Description of the task —
List every person, book title, and band named in the salvia passage.

In 2003, always looking for ways to distract myself from the terrifying emotional burdens of adulthood, I ordered some herbs from a Web site that sold "marijuana alternatives." One of those herbs was a sizable bag of salvia divinorum, which I'd read about in Daniel Pinchbeck's book "Breaking Open the Head." He touted it as a visionary plant favored by native Mesoamericans. I like visions, and I like Mesoamerica, so I tried the salvia almost immediately after I bought it, smoking a small bowl at an outdoor Flaming Lips show -- you know, because the Flaming Lips are "trippy." No visions emerged, which, given my pathetic reasoning, is exactly what I deserved. I didn't even get a headache. The next time, I decided, I'd actually get some directions on how to use the drug, and then maybe I'd even follow them.

Supplied records —
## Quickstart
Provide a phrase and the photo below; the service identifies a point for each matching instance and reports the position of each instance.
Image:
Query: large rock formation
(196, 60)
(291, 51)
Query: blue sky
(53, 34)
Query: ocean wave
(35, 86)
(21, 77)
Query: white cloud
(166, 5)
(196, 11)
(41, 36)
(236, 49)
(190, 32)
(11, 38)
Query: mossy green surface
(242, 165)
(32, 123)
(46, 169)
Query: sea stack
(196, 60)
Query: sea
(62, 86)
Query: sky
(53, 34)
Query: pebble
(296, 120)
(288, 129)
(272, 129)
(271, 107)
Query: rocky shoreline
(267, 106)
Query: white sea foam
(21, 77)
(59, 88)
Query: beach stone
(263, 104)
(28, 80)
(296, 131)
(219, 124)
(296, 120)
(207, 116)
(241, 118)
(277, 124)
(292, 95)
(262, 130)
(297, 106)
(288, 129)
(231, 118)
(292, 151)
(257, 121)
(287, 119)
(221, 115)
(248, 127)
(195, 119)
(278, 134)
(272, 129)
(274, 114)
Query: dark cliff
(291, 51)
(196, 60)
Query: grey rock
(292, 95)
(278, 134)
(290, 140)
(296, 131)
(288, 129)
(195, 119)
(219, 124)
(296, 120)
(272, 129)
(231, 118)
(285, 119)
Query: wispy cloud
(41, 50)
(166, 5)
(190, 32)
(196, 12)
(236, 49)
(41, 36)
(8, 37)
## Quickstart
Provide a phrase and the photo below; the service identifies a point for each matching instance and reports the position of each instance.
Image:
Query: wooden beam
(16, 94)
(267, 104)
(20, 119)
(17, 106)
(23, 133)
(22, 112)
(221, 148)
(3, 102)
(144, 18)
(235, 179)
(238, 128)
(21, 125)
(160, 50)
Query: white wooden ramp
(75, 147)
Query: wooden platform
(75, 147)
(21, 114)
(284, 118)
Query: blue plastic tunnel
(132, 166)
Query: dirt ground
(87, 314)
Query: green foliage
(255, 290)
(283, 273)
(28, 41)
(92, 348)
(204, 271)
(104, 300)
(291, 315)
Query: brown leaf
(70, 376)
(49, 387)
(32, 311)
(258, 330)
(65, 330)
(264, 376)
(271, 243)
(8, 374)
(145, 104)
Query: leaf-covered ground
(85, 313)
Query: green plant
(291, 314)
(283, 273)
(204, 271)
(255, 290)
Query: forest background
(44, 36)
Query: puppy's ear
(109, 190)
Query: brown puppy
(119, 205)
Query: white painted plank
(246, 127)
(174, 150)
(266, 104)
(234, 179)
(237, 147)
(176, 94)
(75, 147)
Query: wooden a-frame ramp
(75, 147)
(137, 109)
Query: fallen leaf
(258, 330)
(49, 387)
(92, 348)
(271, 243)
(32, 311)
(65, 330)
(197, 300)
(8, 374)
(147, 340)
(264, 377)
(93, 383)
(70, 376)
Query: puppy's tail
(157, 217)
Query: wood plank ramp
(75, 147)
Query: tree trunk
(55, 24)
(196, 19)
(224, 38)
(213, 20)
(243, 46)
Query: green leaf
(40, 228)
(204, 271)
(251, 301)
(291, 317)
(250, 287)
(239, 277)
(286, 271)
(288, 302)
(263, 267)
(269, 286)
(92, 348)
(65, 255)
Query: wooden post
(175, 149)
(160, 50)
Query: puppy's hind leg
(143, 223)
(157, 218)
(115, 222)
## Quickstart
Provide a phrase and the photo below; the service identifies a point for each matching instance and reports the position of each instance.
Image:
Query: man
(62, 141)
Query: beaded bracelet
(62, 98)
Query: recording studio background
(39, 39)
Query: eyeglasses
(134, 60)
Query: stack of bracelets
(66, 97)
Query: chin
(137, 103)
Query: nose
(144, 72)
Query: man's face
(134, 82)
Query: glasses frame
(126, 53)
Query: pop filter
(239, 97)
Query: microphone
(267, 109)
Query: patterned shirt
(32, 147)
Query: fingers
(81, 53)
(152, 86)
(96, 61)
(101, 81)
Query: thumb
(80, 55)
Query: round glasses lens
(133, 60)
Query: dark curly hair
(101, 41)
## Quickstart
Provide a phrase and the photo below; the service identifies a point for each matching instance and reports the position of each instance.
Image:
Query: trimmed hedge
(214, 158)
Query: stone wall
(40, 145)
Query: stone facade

Reply —
Daniel Pinchbeck; "Breaking Open the Head"; the Flaming Lips